▸ REQUIRED TASK
Output the records from the line with "Please outline every instance of the illuminated" up to and including the line with "[[[320,313],[350,317],[351,309],[348,294],[323,290],[320,294]]]" as a two-column CSV with the headers instruction and polygons. Give one row per request, putting its text and its answer each in a single quoted field with line breaks replaced by spaces.

▸ INFORMATION SUPPLIED
-- -- --
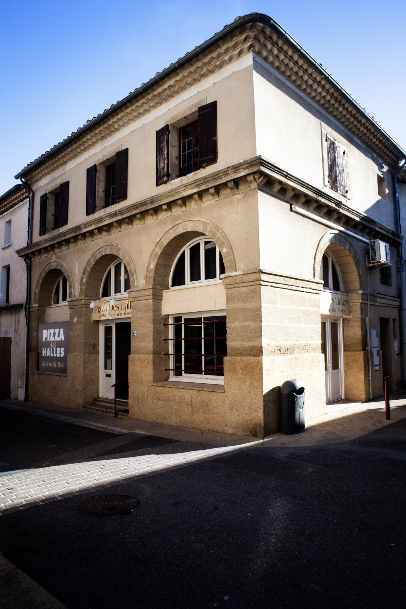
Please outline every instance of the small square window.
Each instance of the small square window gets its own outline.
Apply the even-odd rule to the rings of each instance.
[[[380,283],[383,286],[392,287],[392,267],[391,266],[380,267]]]

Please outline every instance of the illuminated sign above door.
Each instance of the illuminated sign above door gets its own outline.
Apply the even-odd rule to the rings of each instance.
[[[114,304],[110,300],[99,300],[94,303],[93,321],[100,319],[123,319],[131,317],[131,303],[128,298],[116,300]]]
[[[320,313],[350,317],[351,309],[348,294],[323,290],[320,294]]]

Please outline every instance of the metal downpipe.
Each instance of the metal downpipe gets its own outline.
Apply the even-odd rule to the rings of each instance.
[[[34,206],[34,191],[31,186],[22,178],[19,178],[24,186],[30,192],[30,200],[28,205],[28,228],[27,235],[27,245],[30,245],[32,243],[32,216]],[[31,303],[31,258],[29,258],[28,262],[26,261],[27,266],[27,294],[26,297],[26,357],[25,357],[25,370],[24,375],[24,401],[26,402],[28,400],[28,374],[29,374],[29,336],[30,328],[30,308]]]
[[[399,234],[402,234],[401,226],[401,208],[399,202],[399,186],[397,185],[397,174],[406,164],[406,159],[403,164],[394,172],[393,181],[394,183],[395,213],[396,214],[396,229]],[[402,361],[403,370],[403,382],[406,384],[406,273],[405,270],[405,261],[403,258],[402,244],[399,244],[399,259],[401,272],[401,333],[402,334]]]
-- -- --
▸ COMPLETED EXERCISE
instruction,polygons
"Please outline every instance of the illuminated sign above door. Each instance of the illuminated sign above door gets its own outline. Apply the even-odd rule to the rings of each instance.","[[[114,304],[110,300],[99,300],[94,303],[93,321],[100,319],[123,319],[131,317],[131,303],[128,298],[116,300]]] [[[320,313],[350,317],[351,309],[348,294],[323,290],[320,294]]]"